TASK SET:
(a) In the spring constant text, what does the negative sign in F = -KX indicate?
(b) Give each symbol in F = -KX that the spring constant text defines, along with its stated meaning.

Spring Constant Formula
Simple harmonic motion, or SHM, is a fascinating type of motion. It is commonly used in the oscillatory motion of objects. SHM is commonly found in springs. Springs have inherent “spring constants” that define their stiffness. Hooke’s law is a well-known law that explains the SHM and provides a formula for the applied force using the spring constant.
According to Hooke’s law, the force required to compress or extend a spring is proportional to the length stretched. When spring is pulled, Newton’s Third Law of Motion states that it returns with a restoring force. This restoring force follows Hooke’s Law, which relates spring force to constant spring force.
Spring Force = -(Spring Constant) × (Displacement)
F = -KX
The negative sign indicates that the reaction force is pointing in the opposite direction.
F: The restoring force of the spring, directed towards equilibrium.
K: The spring constant in N.m-1.
X: The spring’s displacement from its equilibrium position.
Spring Constant (K)
The Spring constant is now defined as the force needed per unit of spring extension. Knowing the spring constant allows to easily calculate how much force is required to deform the spring.

Natural language region descriptions:
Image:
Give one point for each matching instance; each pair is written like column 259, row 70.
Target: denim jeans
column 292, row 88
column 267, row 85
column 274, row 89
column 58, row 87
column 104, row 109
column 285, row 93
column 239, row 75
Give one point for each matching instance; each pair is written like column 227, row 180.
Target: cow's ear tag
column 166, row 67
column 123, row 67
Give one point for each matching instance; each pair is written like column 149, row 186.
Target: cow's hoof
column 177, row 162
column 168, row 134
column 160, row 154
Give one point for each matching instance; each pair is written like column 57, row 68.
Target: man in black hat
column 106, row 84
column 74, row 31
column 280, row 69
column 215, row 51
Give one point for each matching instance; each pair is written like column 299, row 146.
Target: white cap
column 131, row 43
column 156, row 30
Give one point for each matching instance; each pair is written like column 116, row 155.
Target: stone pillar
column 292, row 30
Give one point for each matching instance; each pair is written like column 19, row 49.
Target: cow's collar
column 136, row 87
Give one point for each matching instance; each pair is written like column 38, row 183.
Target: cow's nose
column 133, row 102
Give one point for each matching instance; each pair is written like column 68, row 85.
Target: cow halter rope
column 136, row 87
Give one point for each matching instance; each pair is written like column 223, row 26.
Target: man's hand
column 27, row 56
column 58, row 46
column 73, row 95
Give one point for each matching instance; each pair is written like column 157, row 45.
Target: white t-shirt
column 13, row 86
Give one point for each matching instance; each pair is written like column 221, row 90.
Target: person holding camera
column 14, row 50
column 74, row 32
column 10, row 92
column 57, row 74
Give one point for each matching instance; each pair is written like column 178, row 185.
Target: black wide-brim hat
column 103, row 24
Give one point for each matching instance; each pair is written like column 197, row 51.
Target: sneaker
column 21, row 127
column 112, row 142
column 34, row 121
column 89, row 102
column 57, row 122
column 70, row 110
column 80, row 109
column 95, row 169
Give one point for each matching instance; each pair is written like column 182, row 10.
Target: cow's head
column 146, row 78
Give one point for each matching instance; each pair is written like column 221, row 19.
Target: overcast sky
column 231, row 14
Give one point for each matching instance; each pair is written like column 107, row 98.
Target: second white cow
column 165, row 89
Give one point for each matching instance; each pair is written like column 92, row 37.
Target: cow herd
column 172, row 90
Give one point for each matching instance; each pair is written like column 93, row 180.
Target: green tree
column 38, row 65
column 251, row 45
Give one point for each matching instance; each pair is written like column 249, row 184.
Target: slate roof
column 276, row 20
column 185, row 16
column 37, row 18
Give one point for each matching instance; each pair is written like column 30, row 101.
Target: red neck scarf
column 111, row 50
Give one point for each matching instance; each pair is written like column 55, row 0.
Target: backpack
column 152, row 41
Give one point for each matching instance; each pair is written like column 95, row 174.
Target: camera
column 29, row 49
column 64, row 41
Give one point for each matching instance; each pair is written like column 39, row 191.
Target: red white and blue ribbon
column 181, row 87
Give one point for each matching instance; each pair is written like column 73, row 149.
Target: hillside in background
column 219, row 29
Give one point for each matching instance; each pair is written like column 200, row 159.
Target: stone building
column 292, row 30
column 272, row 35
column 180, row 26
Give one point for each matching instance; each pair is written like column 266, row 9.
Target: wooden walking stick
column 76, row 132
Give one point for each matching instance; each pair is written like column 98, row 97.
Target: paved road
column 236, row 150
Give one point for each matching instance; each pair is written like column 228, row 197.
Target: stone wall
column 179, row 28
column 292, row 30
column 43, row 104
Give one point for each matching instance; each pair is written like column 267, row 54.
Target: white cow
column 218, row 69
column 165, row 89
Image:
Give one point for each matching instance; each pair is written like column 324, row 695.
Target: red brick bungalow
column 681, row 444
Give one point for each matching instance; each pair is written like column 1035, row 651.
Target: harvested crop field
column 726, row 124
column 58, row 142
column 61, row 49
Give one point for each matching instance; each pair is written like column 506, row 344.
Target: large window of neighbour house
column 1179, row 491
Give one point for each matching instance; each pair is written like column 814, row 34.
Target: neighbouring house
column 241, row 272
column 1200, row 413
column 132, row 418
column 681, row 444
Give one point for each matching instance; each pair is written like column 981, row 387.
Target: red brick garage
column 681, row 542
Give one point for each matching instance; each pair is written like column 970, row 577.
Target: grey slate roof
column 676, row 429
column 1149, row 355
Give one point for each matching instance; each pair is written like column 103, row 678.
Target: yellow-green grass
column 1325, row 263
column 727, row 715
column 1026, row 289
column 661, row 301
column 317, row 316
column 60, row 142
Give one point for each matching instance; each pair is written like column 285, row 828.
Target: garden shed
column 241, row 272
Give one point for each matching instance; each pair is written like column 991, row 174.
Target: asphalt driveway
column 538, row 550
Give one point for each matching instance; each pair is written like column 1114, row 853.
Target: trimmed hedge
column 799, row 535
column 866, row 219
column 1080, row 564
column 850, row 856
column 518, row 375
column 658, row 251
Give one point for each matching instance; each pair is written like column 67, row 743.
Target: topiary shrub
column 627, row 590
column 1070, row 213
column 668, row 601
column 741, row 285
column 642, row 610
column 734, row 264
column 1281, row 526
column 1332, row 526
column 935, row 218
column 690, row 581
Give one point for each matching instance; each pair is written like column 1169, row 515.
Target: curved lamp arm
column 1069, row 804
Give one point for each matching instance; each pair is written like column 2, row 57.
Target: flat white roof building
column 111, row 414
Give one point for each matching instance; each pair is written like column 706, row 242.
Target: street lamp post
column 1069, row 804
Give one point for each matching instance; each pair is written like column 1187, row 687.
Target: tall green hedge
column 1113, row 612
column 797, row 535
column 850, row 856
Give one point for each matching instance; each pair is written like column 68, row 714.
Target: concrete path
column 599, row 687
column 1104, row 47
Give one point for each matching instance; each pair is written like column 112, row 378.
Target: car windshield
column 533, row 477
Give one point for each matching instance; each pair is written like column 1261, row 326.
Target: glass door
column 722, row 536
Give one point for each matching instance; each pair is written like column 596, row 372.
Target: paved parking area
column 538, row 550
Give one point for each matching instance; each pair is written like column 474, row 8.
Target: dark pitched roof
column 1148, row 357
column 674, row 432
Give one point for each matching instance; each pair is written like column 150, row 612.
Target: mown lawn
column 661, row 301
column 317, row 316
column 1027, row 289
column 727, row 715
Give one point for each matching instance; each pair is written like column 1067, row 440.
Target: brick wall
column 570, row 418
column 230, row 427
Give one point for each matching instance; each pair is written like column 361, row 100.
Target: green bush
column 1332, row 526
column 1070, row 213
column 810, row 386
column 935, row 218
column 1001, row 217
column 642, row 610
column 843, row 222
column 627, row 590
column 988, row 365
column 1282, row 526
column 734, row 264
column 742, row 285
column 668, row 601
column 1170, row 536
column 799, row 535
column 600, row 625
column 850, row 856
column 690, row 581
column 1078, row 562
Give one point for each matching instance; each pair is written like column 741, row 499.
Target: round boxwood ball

WRITTEN RESPONSES:
(a) It indicates that the reaction force points in the opposite direction.

(b)
F: the restoring force of the spring, directed towards equilibrium
K: the spring constant in N.m-1
X: the spring's displacement from its equilibrium position